[Stated problem] Can you collect every line of the material below that contains the word "mattress" and copy each one in full?

(Position annotation records)
◇ ◇ ◇ ◇

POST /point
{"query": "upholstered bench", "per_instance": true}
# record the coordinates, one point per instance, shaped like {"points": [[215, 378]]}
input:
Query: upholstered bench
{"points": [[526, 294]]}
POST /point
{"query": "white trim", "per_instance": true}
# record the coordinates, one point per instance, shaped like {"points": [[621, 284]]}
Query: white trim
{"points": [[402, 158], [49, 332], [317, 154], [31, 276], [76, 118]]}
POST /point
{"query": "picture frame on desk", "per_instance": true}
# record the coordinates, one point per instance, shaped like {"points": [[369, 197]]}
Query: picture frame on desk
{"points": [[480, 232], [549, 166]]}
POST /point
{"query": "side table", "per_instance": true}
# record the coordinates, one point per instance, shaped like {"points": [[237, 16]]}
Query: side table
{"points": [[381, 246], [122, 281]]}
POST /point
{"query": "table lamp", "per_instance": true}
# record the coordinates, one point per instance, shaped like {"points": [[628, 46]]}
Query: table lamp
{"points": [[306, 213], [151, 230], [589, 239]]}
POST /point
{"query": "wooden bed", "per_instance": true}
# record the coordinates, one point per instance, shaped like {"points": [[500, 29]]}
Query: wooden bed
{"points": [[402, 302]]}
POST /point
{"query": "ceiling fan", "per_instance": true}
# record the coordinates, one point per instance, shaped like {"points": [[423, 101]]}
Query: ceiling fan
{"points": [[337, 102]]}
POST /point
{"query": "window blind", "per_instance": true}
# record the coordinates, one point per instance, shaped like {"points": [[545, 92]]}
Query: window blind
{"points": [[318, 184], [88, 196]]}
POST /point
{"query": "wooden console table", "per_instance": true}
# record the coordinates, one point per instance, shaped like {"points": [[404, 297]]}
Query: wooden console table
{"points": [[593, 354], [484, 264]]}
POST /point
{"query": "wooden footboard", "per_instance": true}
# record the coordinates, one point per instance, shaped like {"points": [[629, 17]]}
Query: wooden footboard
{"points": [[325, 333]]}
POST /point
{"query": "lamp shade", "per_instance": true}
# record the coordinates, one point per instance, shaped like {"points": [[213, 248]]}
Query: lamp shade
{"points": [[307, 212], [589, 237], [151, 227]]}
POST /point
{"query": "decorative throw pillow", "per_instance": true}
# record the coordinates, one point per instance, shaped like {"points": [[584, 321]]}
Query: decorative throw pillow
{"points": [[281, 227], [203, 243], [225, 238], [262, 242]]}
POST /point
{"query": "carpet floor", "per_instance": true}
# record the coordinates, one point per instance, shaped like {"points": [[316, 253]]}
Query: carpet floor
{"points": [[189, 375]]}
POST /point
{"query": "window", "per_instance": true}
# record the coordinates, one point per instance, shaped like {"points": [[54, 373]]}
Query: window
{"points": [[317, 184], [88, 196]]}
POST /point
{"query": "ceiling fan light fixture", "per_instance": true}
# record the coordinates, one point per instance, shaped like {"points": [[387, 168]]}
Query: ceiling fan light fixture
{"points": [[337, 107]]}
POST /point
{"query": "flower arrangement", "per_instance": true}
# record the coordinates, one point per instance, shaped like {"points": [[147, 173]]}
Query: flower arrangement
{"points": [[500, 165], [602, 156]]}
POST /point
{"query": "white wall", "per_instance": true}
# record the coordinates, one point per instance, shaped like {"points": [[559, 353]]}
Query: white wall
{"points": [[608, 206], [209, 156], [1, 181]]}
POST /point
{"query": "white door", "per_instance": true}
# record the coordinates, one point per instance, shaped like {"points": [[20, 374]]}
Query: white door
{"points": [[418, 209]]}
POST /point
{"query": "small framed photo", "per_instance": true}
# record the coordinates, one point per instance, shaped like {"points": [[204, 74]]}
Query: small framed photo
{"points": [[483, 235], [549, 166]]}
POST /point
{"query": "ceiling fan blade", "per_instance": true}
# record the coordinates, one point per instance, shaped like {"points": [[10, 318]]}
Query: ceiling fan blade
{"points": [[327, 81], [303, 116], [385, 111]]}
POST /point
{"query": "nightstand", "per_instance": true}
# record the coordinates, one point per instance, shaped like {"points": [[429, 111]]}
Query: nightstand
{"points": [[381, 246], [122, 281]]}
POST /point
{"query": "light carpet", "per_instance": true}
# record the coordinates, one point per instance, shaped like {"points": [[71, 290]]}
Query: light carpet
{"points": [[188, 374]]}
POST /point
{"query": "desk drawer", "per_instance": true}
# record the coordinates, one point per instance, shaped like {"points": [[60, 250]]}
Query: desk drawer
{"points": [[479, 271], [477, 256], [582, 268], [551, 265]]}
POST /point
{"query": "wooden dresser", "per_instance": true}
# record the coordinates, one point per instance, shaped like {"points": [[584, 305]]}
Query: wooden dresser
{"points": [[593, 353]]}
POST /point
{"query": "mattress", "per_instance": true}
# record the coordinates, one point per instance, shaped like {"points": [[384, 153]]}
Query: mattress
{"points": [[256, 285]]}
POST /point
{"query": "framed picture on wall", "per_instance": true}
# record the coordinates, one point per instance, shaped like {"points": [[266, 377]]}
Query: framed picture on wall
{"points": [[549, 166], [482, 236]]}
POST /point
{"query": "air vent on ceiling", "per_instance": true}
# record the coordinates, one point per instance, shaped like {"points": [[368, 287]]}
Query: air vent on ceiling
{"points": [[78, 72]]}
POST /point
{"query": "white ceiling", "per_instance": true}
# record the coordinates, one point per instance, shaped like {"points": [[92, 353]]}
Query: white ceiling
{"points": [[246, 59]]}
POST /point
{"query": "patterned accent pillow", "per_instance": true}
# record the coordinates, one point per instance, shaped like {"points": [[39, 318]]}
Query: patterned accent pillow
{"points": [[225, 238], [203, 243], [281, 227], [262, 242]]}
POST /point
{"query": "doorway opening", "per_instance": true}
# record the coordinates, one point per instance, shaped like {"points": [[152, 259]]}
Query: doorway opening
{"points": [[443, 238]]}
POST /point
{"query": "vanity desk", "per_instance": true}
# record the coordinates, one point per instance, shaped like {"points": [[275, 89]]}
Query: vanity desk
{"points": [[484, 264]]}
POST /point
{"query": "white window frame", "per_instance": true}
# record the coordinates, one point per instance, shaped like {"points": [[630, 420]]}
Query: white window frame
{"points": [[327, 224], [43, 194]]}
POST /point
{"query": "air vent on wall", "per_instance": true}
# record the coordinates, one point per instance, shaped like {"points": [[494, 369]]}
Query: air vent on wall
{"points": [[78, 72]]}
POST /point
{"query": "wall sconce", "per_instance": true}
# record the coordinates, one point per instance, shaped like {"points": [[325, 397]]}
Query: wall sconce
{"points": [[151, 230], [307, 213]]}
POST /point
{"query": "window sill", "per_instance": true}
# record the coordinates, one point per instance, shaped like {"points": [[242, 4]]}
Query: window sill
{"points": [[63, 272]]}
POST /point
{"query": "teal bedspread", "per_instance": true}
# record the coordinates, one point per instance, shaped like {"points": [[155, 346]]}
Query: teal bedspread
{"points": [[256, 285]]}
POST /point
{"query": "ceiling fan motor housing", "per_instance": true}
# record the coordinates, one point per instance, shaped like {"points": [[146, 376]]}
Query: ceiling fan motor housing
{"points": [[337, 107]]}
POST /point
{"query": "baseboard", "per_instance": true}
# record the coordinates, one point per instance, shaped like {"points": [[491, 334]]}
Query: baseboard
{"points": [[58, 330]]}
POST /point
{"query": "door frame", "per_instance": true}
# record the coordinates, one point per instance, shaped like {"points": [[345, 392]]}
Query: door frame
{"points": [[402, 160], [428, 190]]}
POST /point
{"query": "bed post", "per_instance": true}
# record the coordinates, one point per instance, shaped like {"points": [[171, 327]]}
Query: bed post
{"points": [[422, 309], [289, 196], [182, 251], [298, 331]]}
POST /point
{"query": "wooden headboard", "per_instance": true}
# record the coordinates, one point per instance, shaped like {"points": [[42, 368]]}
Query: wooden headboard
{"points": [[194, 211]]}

◇ ◇ ◇ ◇

[Task response]
{"query": "mattress", "per_instance": true}
Query: mattress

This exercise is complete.